## TASK DATA
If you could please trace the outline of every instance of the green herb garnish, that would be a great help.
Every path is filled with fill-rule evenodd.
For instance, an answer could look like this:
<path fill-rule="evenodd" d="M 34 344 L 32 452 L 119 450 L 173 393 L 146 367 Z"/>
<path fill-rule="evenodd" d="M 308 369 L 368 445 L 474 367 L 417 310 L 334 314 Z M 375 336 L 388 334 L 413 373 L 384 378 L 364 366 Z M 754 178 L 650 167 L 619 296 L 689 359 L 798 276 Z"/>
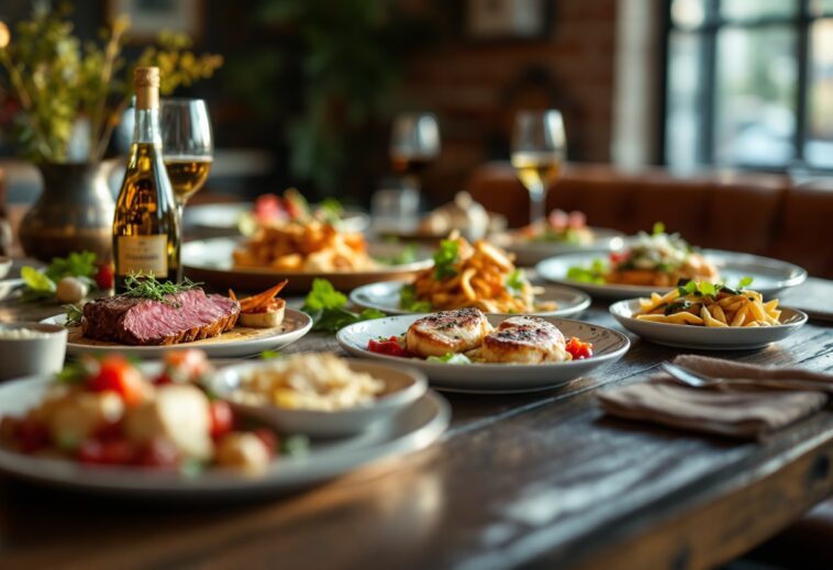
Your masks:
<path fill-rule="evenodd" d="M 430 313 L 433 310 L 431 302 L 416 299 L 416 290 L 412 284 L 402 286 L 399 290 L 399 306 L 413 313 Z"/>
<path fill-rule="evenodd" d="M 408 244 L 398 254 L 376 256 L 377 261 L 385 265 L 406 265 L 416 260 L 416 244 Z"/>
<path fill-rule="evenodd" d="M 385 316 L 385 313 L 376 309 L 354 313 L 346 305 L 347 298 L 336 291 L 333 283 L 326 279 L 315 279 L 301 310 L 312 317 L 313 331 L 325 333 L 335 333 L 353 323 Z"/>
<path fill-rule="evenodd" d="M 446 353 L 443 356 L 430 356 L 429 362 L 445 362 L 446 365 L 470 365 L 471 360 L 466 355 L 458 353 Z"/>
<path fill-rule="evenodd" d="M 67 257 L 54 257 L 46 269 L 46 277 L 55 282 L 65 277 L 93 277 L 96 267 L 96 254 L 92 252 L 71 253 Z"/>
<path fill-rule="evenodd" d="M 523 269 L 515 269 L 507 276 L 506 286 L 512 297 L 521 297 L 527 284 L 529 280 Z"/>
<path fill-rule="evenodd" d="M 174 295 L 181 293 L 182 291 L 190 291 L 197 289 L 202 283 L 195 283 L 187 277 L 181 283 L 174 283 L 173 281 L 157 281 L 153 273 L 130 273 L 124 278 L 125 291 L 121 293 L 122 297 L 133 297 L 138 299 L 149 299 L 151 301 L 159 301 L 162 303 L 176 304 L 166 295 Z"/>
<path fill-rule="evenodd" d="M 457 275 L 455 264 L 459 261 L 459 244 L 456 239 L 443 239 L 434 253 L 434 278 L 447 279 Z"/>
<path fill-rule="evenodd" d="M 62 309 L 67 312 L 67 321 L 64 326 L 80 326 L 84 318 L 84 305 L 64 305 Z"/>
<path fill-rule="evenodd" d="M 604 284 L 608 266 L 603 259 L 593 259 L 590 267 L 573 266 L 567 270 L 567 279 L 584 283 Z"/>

## REQUIREMENT
Copy out the records word for word, from the start through the line containing "34 344 L 32", including both ends.

## EXERCISE SOLUTION
If you could please trace the outline of every instance of the green herb garnish, that would be a great help.
Every path is filled with fill-rule evenodd.
For instance, an answer could look like this:
<path fill-rule="evenodd" d="M 34 344 L 32 452 L 119 450 L 173 393 L 146 367 Z"/>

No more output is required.